* [Instructions for the task]: Output every record below exactly as it appears.

* [Exercise inputs]:
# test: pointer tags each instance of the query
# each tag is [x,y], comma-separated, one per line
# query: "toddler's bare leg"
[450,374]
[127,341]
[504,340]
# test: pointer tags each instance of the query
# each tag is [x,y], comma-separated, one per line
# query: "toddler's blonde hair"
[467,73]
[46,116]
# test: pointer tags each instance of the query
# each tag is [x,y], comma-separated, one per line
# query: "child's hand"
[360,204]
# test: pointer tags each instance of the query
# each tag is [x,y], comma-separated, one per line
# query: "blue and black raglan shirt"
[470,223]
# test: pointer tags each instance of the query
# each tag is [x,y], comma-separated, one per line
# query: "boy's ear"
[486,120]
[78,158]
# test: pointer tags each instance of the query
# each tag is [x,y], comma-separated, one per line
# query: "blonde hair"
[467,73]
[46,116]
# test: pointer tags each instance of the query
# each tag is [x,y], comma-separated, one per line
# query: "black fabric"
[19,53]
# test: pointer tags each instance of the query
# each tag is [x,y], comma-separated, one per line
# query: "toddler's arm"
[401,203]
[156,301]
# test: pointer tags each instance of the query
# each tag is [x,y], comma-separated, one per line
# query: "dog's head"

* [Complete response]:
# test: pointer tags each instance of the query
# each tag is [x,y], comma-separated, one per line
# query: "toddler's bare leg"
[450,374]
[127,341]
[504,340]
# test: pointer tags each instance of the query
# each tag is [x,y], comma-separated, one per line
# query: "toddler's blonde hair"
[467,73]
[46,116]
# test: pointer tags each instance of the query
# each tag is [x,y], comma-separated, one per line
# query: "child's hand"
[360,204]
# test: pointer tags each instance of the query
# each tag is [x,y], comma-separated, one per line
# query: "blue and black raglan shirt"
[470,223]
# test: pointer tags each instance of the query
# each tag is [x,y], comma-separated, one per line
# query: "boy's ear"
[486,120]
[78,158]
# test: pointer tags each instance of the query
# each tag is [x,y], comma-separated, one per line
# query: "blonde hair"
[467,73]
[46,116]
# test: pointer tags each instance of the query
# each tag is [x,y], comma-separated, one per line
# query: "black fabric"
[19,53]
# test: pointer tags each instance of the query
# each tag is [x,y], comma-separated, one per line
# query: "toddler's arm"
[401,203]
[156,301]
# test: pointer tags each instance of the query
# each tag is [x,y], comma-separated, one per line
# query: "dog's head"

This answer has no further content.